INPUT MATERIAL:
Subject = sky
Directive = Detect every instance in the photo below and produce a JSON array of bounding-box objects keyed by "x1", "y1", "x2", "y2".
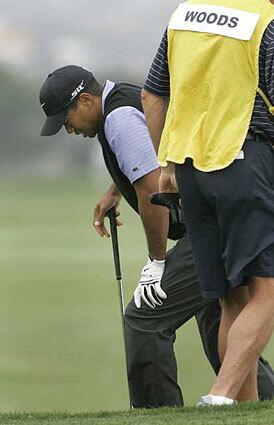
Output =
[{"x1": 0, "y1": 0, "x2": 179, "y2": 80}]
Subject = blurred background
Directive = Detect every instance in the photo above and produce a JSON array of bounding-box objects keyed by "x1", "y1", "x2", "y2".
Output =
[{"x1": 0, "y1": 0, "x2": 274, "y2": 411}]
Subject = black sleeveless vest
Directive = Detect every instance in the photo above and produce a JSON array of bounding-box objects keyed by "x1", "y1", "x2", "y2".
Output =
[
  {"x1": 98, "y1": 83, "x2": 186, "y2": 240},
  {"x1": 98, "y1": 83, "x2": 143, "y2": 213}
]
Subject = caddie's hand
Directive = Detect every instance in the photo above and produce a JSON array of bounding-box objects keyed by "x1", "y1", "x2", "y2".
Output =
[
  {"x1": 134, "y1": 259, "x2": 167, "y2": 308},
  {"x1": 93, "y1": 192, "x2": 123, "y2": 238},
  {"x1": 159, "y1": 162, "x2": 178, "y2": 192}
]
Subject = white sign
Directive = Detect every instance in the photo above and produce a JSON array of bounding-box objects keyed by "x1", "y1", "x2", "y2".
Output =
[{"x1": 169, "y1": 2, "x2": 260, "y2": 40}]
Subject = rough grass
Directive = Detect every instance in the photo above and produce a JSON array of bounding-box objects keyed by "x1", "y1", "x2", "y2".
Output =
[{"x1": 0, "y1": 402, "x2": 274, "y2": 425}]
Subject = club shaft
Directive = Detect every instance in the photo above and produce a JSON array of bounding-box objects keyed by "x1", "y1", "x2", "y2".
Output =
[{"x1": 108, "y1": 208, "x2": 131, "y2": 408}]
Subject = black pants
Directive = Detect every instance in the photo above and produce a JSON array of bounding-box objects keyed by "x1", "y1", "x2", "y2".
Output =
[{"x1": 125, "y1": 237, "x2": 274, "y2": 408}]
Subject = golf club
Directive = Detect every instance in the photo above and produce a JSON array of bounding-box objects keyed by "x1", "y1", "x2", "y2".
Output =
[{"x1": 107, "y1": 207, "x2": 132, "y2": 408}]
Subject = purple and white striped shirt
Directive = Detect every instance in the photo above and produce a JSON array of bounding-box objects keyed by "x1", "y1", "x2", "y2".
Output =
[{"x1": 102, "y1": 80, "x2": 159, "y2": 183}]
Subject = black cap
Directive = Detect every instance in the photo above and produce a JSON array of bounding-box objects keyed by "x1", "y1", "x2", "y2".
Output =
[{"x1": 40, "y1": 65, "x2": 94, "y2": 136}]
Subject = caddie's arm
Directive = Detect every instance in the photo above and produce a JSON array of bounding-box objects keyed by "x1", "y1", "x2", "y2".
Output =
[
  {"x1": 93, "y1": 183, "x2": 122, "y2": 238},
  {"x1": 133, "y1": 169, "x2": 169, "y2": 260}
]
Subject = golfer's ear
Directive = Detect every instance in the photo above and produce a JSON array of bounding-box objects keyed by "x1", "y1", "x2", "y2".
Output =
[{"x1": 79, "y1": 93, "x2": 94, "y2": 106}]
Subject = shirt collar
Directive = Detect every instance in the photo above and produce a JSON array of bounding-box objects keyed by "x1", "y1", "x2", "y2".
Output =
[{"x1": 102, "y1": 80, "x2": 115, "y2": 113}]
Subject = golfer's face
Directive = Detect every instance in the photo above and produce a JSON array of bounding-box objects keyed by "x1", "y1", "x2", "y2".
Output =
[{"x1": 64, "y1": 96, "x2": 98, "y2": 137}]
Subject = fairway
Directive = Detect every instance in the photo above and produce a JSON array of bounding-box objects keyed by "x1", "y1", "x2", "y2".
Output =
[
  {"x1": 0, "y1": 403, "x2": 274, "y2": 425},
  {"x1": 0, "y1": 178, "x2": 274, "y2": 412}
]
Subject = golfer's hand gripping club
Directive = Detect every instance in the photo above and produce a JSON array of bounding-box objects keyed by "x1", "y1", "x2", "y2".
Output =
[{"x1": 134, "y1": 259, "x2": 167, "y2": 308}]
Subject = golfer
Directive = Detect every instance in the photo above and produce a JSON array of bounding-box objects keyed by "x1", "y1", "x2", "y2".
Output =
[
  {"x1": 143, "y1": 0, "x2": 274, "y2": 404},
  {"x1": 40, "y1": 66, "x2": 274, "y2": 407}
]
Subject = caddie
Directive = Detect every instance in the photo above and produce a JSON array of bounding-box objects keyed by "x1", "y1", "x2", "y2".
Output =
[
  {"x1": 142, "y1": 0, "x2": 274, "y2": 405},
  {"x1": 40, "y1": 65, "x2": 274, "y2": 407}
]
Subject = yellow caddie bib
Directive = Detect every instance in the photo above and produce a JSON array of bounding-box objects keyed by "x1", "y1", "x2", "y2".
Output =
[{"x1": 158, "y1": 0, "x2": 274, "y2": 172}]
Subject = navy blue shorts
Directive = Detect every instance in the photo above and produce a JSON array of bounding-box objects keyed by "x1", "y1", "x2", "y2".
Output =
[{"x1": 176, "y1": 141, "x2": 274, "y2": 299}]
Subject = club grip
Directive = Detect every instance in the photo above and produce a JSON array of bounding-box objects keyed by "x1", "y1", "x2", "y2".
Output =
[{"x1": 107, "y1": 207, "x2": 122, "y2": 280}]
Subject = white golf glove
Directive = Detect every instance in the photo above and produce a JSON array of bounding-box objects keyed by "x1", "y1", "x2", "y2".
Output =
[{"x1": 134, "y1": 259, "x2": 167, "y2": 308}]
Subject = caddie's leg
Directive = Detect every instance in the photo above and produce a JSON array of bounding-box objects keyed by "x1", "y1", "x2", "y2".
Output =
[
  {"x1": 195, "y1": 301, "x2": 221, "y2": 375},
  {"x1": 257, "y1": 358, "x2": 274, "y2": 401},
  {"x1": 210, "y1": 277, "x2": 274, "y2": 400},
  {"x1": 195, "y1": 288, "x2": 274, "y2": 401}
]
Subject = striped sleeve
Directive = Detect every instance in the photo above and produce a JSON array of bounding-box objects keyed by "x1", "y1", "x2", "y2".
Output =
[
  {"x1": 105, "y1": 106, "x2": 159, "y2": 184},
  {"x1": 144, "y1": 30, "x2": 170, "y2": 97}
]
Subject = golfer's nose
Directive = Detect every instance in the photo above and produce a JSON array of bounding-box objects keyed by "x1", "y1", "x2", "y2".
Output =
[{"x1": 65, "y1": 124, "x2": 74, "y2": 134}]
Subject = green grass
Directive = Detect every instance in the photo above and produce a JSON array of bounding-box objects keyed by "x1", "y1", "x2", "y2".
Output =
[
  {"x1": 0, "y1": 179, "x2": 274, "y2": 412},
  {"x1": 0, "y1": 403, "x2": 274, "y2": 425}
]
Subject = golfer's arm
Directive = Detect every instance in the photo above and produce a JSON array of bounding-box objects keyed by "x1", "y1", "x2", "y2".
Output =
[
  {"x1": 106, "y1": 183, "x2": 122, "y2": 198},
  {"x1": 134, "y1": 169, "x2": 169, "y2": 260},
  {"x1": 142, "y1": 89, "x2": 169, "y2": 152}
]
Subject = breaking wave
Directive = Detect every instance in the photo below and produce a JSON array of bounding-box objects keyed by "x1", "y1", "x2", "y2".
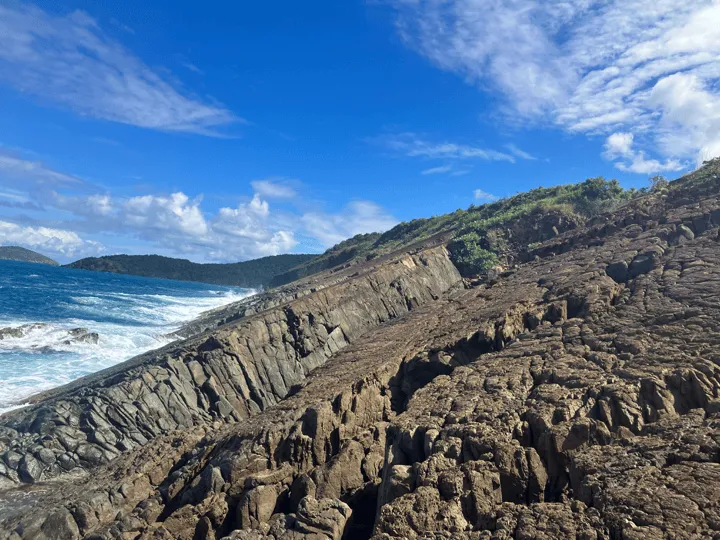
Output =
[{"x1": 0, "y1": 262, "x2": 254, "y2": 413}]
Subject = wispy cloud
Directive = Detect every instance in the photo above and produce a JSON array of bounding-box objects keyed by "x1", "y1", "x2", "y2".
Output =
[
  {"x1": 474, "y1": 189, "x2": 500, "y2": 203},
  {"x1": 505, "y1": 143, "x2": 537, "y2": 161},
  {"x1": 0, "y1": 220, "x2": 102, "y2": 256},
  {"x1": 0, "y1": 154, "x2": 397, "y2": 261},
  {"x1": 393, "y1": 0, "x2": 720, "y2": 173},
  {"x1": 0, "y1": 4, "x2": 240, "y2": 135},
  {"x1": 420, "y1": 165, "x2": 452, "y2": 175},
  {"x1": 302, "y1": 201, "x2": 398, "y2": 247},
  {"x1": 0, "y1": 147, "x2": 84, "y2": 189},
  {"x1": 369, "y1": 132, "x2": 516, "y2": 163}
]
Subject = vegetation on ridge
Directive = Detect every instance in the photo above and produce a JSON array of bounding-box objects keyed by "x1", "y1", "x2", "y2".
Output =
[
  {"x1": 0, "y1": 246, "x2": 58, "y2": 266},
  {"x1": 67, "y1": 255, "x2": 315, "y2": 288},
  {"x1": 271, "y1": 177, "x2": 641, "y2": 286}
]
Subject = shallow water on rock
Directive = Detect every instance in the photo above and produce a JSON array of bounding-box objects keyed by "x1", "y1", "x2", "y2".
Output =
[{"x1": 0, "y1": 261, "x2": 254, "y2": 413}]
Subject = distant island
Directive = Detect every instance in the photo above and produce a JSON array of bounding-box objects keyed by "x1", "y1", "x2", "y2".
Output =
[
  {"x1": 64, "y1": 254, "x2": 316, "y2": 288},
  {"x1": 0, "y1": 246, "x2": 59, "y2": 266}
]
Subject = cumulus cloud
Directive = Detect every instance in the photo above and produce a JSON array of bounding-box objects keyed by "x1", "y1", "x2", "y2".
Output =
[
  {"x1": 0, "y1": 4, "x2": 239, "y2": 135},
  {"x1": 393, "y1": 0, "x2": 720, "y2": 173},
  {"x1": 0, "y1": 221, "x2": 103, "y2": 256},
  {"x1": 251, "y1": 179, "x2": 297, "y2": 199},
  {"x1": 301, "y1": 201, "x2": 397, "y2": 247},
  {"x1": 603, "y1": 133, "x2": 684, "y2": 174},
  {"x1": 474, "y1": 189, "x2": 500, "y2": 203},
  {"x1": 0, "y1": 148, "x2": 397, "y2": 262}
]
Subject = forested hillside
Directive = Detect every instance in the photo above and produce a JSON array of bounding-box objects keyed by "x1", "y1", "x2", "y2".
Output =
[{"x1": 67, "y1": 255, "x2": 315, "y2": 288}]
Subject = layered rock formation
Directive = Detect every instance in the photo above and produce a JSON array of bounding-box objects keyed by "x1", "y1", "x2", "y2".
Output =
[{"x1": 0, "y1": 167, "x2": 720, "y2": 540}]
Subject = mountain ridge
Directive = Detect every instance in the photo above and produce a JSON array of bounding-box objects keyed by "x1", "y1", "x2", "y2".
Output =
[
  {"x1": 0, "y1": 160, "x2": 720, "y2": 540},
  {"x1": 0, "y1": 246, "x2": 60, "y2": 266},
  {"x1": 65, "y1": 254, "x2": 315, "y2": 288}
]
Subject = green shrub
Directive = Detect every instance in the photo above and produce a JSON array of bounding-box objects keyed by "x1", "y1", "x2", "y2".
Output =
[{"x1": 448, "y1": 232, "x2": 500, "y2": 276}]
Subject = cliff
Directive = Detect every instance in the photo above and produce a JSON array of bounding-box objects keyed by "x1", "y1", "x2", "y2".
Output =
[
  {"x1": 0, "y1": 162, "x2": 720, "y2": 540},
  {"x1": 67, "y1": 255, "x2": 316, "y2": 288},
  {"x1": 0, "y1": 246, "x2": 58, "y2": 266}
]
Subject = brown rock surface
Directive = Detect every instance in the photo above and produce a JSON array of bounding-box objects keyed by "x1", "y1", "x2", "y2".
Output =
[{"x1": 0, "y1": 167, "x2": 720, "y2": 540}]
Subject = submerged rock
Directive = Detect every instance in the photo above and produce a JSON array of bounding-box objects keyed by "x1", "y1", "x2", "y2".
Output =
[{"x1": 0, "y1": 166, "x2": 720, "y2": 540}]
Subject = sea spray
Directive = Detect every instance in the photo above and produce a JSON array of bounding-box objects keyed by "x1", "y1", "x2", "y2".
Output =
[{"x1": 0, "y1": 261, "x2": 254, "y2": 413}]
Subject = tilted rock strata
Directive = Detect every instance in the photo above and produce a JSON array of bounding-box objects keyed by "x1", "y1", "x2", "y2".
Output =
[
  {"x1": 0, "y1": 247, "x2": 460, "y2": 487},
  {"x1": 0, "y1": 175, "x2": 720, "y2": 540}
]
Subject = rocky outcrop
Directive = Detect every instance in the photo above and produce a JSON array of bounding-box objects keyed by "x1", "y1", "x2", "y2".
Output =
[
  {"x1": 0, "y1": 167, "x2": 720, "y2": 540},
  {"x1": 0, "y1": 247, "x2": 460, "y2": 485}
]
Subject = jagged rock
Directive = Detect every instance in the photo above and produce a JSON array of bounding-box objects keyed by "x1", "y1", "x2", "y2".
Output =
[{"x1": 0, "y1": 170, "x2": 720, "y2": 540}]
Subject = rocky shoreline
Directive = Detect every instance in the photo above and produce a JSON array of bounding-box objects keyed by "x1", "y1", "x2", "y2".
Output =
[{"x1": 0, "y1": 167, "x2": 720, "y2": 540}]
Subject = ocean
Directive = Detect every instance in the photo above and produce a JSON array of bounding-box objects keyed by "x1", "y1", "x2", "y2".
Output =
[{"x1": 0, "y1": 261, "x2": 254, "y2": 413}]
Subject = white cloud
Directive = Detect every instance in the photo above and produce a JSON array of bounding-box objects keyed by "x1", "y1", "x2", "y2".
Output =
[
  {"x1": 370, "y1": 132, "x2": 515, "y2": 163},
  {"x1": 0, "y1": 150, "x2": 397, "y2": 262},
  {"x1": 394, "y1": 0, "x2": 720, "y2": 172},
  {"x1": 474, "y1": 189, "x2": 500, "y2": 202},
  {"x1": 505, "y1": 143, "x2": 537, "y2": 161},
  {"x1": 0, "y1": 4, "x2": 239, "y2": 135},
  {"x1": 302, "y1": 201, "x2": 398, "y2": 247},
  {"x1": 603, "y1": 133, "x2": 684, "y2": 174},
  {"x1": 0, "y1": 221, "x2": 103, "y2": 256},
  {"x1": 0, "y1": 152, "x2": 83, "y2": 187},
  {"x1": 420, "y1": 165, "x2": 452, "y2": 176},
  {"x1": 252, "y1": 180, "x2": 297, "y2": 199}
]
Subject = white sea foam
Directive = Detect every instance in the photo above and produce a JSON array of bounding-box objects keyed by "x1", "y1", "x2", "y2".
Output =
[{"x1": 0, "y1": 290, "x2": 254, "y2": 414}]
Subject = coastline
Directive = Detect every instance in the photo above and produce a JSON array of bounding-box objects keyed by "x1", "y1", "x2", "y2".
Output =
[{"x1": 0, "y1": 272, "x2": 261, "y2": 418}]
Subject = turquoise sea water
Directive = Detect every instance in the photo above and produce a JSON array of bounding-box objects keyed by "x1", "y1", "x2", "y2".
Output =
[{"x1": 0, "y1": 261, "x2": 253, "y2": 412}]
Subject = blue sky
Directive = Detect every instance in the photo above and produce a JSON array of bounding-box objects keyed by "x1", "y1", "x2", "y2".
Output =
[{"x1": 0, "y1": 0, "x2": 720, "y2": 261}]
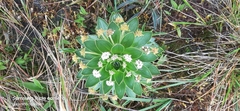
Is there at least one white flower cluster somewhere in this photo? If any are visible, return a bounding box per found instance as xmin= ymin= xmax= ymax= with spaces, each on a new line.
xmin=135 ymin=60 xmax=143 ymax=69
xmin=93 ymin=69 xmax=101 ymax=78
xmin=92 ymin=52 xmax=143 ymax=86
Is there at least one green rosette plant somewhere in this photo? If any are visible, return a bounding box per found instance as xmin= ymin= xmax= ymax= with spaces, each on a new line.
xmin=74 ymin=13 xmax=160 ymax=98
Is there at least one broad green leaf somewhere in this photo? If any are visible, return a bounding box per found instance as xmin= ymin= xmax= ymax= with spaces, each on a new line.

WHAT THE EXERCISE ASKS:
Output the stretch of the records from the line containing "Is there at least one green" through the final line, both ends included, copying every line verbatim.

ANSWER:
Is there at least one green rosette plant somewhere in this photo? If any are visible, return a bounding box per found instance as xmin= ymin= xmax= ymax= with spaces, each on a new line.
xmin=74 ymin=13 xmax=160 ymax=98
Is there at least one broad green leaf somewhere in this photo? If any are visible, return a bounding box per found instance as xmin= ymin= xmax= ymax= with spaces, each on a new line.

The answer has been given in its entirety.